(Referring expression pointing data)

══════

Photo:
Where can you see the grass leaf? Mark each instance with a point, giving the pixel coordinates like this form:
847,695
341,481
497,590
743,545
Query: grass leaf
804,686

══════

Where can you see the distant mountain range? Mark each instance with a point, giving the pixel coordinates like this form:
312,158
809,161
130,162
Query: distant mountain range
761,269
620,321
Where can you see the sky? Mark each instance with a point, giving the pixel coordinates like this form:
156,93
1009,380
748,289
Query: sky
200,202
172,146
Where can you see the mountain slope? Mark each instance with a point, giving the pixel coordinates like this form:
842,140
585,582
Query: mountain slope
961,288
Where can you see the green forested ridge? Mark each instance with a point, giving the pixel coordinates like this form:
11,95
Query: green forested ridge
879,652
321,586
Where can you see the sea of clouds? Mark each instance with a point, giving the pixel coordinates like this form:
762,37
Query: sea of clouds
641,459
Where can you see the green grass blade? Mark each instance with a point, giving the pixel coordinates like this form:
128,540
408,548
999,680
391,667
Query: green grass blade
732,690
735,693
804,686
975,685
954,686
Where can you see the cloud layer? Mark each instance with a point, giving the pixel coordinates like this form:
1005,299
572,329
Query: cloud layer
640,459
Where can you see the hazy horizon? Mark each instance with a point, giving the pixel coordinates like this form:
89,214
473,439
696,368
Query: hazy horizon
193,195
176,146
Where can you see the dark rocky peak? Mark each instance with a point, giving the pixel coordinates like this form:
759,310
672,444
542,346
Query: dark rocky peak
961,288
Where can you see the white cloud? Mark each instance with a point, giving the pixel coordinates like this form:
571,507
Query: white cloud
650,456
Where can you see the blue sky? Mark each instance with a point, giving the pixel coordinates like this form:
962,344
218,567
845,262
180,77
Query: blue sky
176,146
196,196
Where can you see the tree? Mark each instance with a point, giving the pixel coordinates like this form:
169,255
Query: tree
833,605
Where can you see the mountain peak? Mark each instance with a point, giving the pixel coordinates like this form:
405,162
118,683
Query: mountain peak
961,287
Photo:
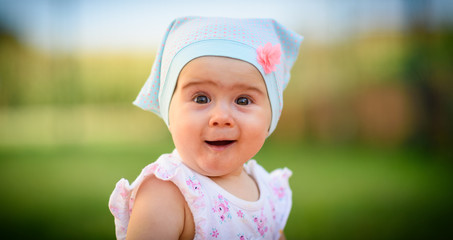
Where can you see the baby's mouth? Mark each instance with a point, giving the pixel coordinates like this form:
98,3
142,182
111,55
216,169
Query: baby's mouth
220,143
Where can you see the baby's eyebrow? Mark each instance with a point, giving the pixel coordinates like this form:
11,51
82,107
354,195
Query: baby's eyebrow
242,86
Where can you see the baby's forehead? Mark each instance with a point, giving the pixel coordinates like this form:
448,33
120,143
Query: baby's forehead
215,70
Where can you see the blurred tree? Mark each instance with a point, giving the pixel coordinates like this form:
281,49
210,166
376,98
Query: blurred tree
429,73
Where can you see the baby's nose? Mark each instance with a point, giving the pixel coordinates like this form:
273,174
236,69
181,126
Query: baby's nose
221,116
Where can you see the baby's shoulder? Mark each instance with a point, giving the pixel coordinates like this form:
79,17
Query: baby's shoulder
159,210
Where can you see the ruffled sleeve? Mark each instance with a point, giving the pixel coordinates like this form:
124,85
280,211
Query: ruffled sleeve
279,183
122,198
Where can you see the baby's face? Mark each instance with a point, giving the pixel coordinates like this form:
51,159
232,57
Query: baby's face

══════

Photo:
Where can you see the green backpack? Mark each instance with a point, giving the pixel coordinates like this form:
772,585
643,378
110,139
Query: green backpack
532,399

══════

▶ **WHAT YOU ARE ASKED TO DO**:
Return the span of lines in the data above that opens at the line with "Where can you see the ruffled" and closes at the line with "Query: baby's face", exactly, ends included, nothing else.

▶ **THE COMPLETED TASK**:
Where can you see the ruffled sleeve? Mark each instance with a point, giving the pixel coordinates like this form:
124,85
280,211
Query: ruffled sleeve
279,183
122,198
Where can you see the baby's face? Mark each instance with a point, giving the pixel coordinates like this form:
51,159
232,57
Query: baby's face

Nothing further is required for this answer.